## [Supplied data]
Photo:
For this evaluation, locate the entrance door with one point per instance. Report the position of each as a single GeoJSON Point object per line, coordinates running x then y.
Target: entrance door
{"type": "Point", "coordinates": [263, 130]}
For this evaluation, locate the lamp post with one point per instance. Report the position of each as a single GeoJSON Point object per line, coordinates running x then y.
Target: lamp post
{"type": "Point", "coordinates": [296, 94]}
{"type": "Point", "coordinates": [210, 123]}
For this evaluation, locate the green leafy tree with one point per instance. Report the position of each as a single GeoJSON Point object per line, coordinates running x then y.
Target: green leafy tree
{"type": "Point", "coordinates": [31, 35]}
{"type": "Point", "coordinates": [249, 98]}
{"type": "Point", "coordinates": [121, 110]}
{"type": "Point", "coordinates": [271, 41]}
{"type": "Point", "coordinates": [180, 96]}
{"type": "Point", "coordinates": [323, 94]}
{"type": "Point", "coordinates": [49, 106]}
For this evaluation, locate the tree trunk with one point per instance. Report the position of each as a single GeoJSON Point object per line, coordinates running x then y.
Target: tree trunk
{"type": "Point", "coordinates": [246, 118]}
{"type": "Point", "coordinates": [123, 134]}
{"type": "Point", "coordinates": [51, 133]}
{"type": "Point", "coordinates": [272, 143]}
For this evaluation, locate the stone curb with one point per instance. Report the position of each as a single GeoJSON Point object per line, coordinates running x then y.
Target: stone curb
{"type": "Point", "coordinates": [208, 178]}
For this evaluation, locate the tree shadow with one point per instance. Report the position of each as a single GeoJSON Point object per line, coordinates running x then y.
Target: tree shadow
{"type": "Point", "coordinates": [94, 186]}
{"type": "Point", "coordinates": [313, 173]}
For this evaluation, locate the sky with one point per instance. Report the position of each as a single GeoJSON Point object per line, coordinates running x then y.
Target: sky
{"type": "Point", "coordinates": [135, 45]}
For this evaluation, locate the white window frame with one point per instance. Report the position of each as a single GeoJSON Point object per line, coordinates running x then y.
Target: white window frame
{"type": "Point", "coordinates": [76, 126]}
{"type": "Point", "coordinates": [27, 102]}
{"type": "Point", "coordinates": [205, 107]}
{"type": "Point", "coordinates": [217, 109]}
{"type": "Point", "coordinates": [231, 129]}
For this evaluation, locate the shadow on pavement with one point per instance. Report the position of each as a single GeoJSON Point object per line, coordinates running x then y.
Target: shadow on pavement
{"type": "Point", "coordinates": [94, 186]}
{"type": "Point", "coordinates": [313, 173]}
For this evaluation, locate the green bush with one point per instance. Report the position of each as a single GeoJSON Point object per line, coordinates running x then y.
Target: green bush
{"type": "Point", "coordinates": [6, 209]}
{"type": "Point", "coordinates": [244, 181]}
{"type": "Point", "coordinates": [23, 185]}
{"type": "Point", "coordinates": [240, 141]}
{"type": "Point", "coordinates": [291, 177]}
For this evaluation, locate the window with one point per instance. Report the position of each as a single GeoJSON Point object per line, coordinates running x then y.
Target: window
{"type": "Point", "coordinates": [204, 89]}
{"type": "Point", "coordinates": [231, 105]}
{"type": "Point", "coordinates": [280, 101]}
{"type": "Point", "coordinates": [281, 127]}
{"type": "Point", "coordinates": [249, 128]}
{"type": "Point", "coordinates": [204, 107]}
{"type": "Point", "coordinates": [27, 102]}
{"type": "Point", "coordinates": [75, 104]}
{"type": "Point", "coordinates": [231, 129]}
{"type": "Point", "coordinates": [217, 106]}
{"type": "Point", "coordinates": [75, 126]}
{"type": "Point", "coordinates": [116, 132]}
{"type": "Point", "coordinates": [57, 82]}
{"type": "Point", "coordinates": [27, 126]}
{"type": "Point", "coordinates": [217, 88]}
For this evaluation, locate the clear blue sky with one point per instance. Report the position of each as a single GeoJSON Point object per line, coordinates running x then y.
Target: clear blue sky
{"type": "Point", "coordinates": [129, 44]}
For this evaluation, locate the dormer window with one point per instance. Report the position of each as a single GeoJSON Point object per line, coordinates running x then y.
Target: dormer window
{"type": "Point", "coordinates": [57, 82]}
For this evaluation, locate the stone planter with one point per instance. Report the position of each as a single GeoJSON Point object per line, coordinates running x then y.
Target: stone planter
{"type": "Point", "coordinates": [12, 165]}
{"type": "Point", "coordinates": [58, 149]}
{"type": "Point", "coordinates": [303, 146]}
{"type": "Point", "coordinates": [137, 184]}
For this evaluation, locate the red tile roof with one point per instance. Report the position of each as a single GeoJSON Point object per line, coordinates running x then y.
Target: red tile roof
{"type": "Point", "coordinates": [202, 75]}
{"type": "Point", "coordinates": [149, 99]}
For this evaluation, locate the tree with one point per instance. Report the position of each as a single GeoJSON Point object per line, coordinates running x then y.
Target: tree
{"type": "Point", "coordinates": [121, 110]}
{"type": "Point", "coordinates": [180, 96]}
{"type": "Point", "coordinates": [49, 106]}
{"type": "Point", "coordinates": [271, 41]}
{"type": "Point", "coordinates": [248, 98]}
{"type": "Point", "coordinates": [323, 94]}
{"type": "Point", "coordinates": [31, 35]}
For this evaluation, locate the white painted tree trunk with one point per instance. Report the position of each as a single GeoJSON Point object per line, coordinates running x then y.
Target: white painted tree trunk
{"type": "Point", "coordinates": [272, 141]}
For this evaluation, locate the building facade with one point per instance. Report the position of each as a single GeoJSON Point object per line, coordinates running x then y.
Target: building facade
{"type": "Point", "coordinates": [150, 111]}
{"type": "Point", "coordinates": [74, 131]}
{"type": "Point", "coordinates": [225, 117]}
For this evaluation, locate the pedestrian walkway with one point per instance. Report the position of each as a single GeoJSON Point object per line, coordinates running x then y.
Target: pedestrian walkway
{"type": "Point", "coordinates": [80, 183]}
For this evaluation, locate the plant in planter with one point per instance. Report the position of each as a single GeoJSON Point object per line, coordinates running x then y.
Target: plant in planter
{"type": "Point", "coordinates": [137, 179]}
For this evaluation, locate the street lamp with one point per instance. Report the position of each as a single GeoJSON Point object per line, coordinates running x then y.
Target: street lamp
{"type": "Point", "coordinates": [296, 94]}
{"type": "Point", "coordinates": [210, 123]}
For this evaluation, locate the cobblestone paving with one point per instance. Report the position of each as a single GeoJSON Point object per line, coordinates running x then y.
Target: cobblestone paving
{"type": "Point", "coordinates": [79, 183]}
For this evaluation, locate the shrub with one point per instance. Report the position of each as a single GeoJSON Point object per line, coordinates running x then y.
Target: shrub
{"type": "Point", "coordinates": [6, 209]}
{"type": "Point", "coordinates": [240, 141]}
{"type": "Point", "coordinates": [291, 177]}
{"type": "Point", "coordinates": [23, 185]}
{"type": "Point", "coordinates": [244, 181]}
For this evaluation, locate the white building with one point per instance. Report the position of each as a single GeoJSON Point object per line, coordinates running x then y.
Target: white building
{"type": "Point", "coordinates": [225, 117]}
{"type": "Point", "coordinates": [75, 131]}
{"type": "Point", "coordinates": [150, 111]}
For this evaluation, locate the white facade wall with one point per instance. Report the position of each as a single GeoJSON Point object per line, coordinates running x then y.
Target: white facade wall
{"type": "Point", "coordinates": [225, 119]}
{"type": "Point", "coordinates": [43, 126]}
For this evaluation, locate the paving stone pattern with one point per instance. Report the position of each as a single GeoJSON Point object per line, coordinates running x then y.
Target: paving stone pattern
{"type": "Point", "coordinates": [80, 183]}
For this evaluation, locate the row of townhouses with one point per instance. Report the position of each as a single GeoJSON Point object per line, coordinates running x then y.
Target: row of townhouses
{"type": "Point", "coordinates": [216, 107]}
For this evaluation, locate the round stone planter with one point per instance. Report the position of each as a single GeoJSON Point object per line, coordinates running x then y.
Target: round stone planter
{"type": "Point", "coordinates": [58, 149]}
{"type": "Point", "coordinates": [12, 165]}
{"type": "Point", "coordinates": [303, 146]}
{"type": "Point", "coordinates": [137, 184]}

==

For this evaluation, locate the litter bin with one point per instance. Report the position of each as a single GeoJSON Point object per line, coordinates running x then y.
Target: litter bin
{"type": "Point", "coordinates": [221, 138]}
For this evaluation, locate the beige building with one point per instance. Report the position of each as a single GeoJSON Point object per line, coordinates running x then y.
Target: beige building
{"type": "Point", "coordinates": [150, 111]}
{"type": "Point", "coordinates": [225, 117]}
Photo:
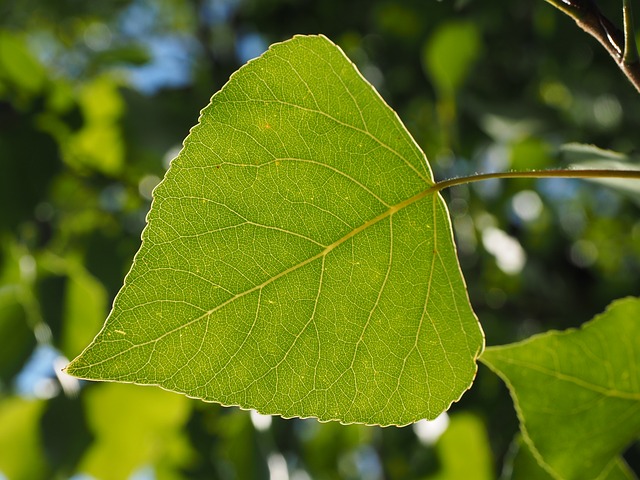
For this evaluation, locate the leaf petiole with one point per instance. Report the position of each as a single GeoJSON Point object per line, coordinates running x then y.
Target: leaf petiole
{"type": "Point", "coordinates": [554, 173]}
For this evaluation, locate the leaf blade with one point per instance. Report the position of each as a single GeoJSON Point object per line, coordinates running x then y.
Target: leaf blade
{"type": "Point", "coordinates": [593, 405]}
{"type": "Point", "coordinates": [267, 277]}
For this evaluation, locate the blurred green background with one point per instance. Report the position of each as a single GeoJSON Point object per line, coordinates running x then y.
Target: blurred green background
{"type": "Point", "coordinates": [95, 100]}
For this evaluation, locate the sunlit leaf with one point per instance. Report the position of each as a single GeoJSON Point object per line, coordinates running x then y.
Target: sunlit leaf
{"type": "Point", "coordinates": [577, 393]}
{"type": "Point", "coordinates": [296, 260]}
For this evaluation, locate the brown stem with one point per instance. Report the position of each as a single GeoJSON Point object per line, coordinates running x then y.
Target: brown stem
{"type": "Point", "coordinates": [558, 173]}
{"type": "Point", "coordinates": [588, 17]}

## [The problem]
Pick out every line of the entries that contains the word "painted", and copy each one. Case counts.

## [The answer]
For this evaluation, locate the white painted tree trunk with one point per instance. Report the position of each as a single GeoJSON Point object per line, coordinates running x then y.
Target: white painted tree trunk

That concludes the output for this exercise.